### WHAT YOU NEED TO DO
Search the listing for the word "blurred" and return each line that contains it.

________________________________________

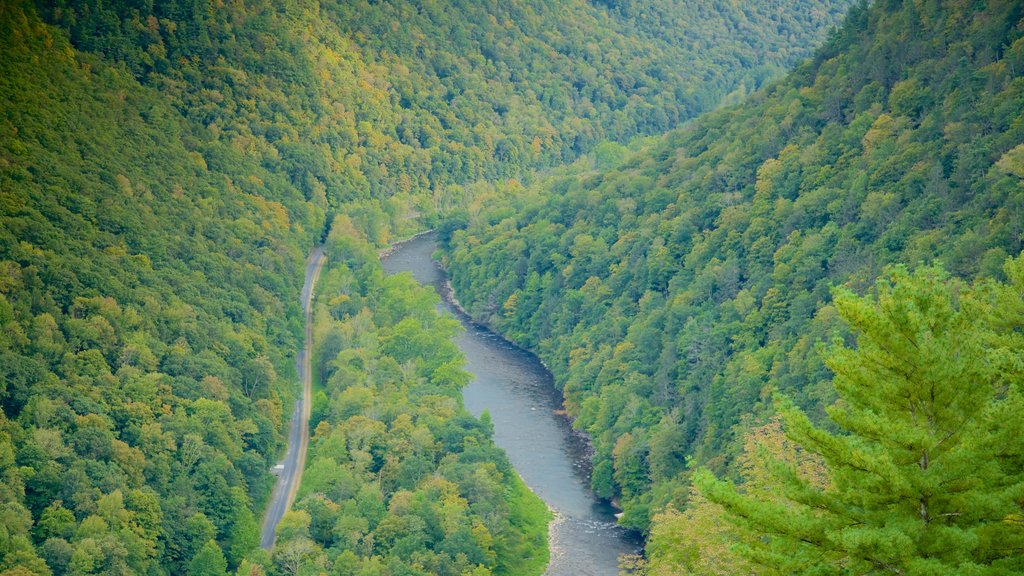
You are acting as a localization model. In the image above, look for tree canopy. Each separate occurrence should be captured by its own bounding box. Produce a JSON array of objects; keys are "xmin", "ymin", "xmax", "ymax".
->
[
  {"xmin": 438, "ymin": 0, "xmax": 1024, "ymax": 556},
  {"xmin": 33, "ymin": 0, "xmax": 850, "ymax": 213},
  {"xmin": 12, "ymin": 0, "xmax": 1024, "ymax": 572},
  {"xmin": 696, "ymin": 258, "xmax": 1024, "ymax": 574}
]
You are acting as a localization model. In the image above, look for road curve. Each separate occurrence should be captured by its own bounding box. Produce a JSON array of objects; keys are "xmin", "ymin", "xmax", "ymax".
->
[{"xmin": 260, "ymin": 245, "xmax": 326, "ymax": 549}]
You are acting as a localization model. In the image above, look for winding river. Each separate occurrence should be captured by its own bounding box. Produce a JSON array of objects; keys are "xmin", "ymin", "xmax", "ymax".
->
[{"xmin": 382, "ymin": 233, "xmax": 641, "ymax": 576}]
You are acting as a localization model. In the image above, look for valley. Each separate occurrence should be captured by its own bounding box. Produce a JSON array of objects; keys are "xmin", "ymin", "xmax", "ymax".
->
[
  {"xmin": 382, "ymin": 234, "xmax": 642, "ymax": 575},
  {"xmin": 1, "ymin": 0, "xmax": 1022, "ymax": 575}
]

________________________________________

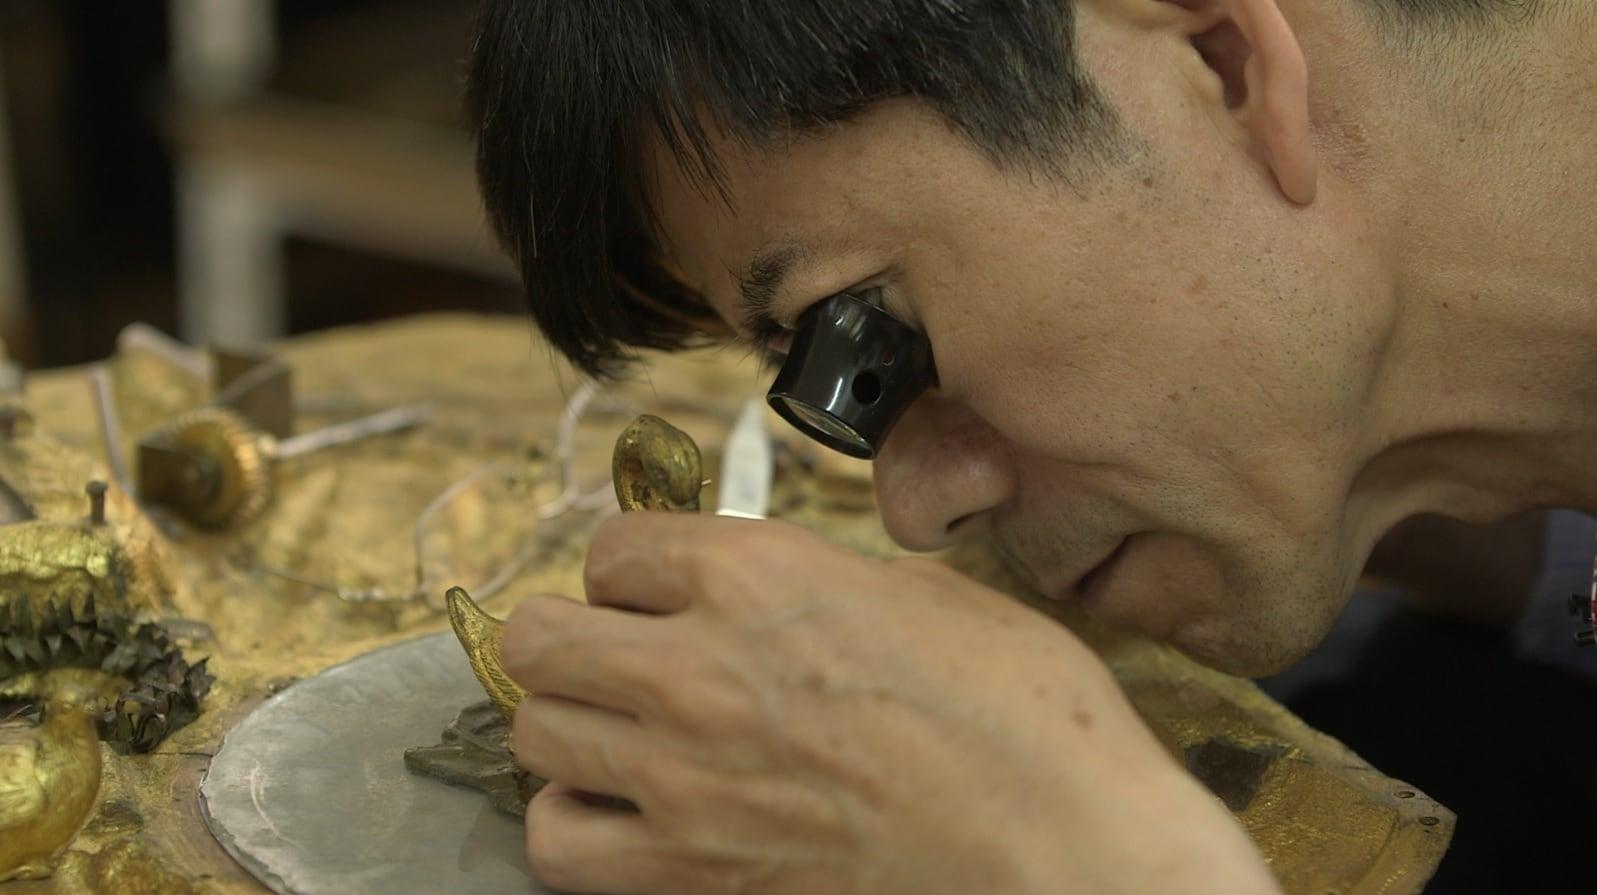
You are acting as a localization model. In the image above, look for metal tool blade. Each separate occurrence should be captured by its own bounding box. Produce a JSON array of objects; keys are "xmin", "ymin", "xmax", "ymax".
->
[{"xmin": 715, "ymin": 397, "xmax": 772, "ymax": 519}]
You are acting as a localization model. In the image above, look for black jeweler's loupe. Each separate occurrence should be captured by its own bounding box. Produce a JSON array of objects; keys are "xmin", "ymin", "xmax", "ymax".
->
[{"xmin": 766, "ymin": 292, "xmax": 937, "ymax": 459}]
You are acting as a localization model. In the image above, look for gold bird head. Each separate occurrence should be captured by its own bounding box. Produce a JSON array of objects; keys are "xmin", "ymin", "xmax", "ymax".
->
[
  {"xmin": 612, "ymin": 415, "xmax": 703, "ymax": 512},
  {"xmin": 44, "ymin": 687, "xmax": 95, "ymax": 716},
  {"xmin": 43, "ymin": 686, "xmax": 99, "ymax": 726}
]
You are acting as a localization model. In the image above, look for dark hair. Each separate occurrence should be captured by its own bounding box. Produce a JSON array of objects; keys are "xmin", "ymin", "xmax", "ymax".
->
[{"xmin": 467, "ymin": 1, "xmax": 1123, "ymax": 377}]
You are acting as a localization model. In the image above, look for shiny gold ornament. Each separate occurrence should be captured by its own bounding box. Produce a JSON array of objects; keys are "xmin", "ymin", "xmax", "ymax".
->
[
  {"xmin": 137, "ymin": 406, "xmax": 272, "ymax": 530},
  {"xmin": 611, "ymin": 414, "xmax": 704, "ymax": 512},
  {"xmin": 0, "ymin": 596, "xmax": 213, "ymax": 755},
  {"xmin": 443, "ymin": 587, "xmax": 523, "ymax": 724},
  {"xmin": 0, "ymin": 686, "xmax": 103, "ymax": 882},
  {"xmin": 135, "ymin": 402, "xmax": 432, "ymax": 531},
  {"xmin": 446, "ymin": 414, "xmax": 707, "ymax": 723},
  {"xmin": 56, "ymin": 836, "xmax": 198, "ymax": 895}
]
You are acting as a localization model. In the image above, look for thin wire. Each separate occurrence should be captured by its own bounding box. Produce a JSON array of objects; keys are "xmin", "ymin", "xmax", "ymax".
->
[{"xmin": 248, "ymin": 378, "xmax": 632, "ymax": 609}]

________________________________________

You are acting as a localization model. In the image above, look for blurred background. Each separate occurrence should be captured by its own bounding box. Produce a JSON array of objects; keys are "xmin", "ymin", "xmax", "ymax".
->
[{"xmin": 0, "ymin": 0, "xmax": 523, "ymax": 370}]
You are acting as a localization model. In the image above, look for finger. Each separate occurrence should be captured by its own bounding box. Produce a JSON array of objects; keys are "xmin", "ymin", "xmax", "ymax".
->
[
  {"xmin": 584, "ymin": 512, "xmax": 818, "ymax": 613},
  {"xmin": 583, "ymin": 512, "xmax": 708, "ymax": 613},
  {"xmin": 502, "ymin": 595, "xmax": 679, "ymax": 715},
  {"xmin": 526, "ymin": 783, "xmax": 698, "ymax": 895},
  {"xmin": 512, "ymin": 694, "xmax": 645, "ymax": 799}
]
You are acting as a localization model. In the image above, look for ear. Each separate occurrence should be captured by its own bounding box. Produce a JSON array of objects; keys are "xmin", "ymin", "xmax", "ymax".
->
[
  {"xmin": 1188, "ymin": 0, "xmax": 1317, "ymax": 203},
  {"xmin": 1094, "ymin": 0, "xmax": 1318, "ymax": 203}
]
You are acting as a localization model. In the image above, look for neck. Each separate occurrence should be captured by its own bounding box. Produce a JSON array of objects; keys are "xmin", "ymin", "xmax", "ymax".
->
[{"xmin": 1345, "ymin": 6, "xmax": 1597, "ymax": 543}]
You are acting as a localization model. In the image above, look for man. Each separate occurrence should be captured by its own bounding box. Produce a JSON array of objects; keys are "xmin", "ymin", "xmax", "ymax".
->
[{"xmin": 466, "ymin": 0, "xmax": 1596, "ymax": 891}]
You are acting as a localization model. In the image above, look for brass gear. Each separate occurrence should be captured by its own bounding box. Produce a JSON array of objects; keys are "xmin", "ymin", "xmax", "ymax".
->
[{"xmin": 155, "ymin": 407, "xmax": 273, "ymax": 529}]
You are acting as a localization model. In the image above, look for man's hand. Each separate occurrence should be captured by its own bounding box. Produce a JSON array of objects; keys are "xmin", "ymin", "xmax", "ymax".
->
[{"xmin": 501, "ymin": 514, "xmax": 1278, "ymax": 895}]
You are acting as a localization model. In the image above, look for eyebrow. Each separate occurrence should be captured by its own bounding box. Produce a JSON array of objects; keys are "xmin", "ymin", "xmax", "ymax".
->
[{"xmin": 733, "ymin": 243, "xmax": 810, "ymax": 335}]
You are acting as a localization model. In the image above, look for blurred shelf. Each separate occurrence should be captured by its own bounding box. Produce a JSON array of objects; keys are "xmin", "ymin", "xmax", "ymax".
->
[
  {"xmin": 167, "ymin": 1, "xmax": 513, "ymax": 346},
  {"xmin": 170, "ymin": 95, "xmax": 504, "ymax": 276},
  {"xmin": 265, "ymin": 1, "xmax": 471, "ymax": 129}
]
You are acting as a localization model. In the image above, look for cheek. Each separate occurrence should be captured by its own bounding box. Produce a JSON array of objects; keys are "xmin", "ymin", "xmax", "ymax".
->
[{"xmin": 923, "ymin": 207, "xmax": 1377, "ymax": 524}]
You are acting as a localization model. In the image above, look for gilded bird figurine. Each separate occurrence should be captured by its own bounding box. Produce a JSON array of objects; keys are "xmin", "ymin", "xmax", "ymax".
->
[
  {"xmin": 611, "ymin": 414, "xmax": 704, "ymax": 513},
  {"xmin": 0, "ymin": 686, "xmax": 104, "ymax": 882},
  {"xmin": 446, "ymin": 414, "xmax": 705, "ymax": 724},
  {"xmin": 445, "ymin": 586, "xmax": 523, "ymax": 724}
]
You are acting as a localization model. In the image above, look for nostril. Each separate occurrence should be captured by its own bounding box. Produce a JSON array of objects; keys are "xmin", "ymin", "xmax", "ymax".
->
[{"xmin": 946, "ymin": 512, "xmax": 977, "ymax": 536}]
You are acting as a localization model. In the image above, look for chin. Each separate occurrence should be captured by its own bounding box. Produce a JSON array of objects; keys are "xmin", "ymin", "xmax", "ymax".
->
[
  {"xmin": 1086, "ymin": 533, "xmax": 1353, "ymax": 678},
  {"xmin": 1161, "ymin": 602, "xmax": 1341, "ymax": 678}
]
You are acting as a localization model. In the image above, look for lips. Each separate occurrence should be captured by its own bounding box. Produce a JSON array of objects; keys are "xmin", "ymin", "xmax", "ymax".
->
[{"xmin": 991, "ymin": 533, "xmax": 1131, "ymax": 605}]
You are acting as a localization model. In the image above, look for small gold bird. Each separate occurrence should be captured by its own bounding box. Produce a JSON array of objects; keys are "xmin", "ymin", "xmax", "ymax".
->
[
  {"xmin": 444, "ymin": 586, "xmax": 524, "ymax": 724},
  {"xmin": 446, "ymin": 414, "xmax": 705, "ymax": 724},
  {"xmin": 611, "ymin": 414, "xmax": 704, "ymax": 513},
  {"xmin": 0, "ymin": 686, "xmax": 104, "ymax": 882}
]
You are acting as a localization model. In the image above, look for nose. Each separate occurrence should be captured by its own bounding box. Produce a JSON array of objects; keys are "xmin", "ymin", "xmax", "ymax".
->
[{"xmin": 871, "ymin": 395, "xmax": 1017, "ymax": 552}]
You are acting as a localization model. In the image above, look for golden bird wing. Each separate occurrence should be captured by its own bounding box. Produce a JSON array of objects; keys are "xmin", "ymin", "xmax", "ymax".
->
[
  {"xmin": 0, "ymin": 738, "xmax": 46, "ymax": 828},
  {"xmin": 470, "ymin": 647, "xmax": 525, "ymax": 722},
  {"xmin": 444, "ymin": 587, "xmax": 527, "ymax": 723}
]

________________________________________

### EXPECTED ANSWER
You are acting as a localization model. In the image above, look for blurred background. Each separate occurrence should be captured by its own bounding box. Produce a JSON array of objects; keys are "xmin", "ymin", "xmax", "ymax".
You are acting as a localization model. In the image above, look for blurred shelf. Each separate occurrence should be captured by its own bounding box. Produce a JSON array of objects; keys are "xmin", "ymin", "xmax", "ymax".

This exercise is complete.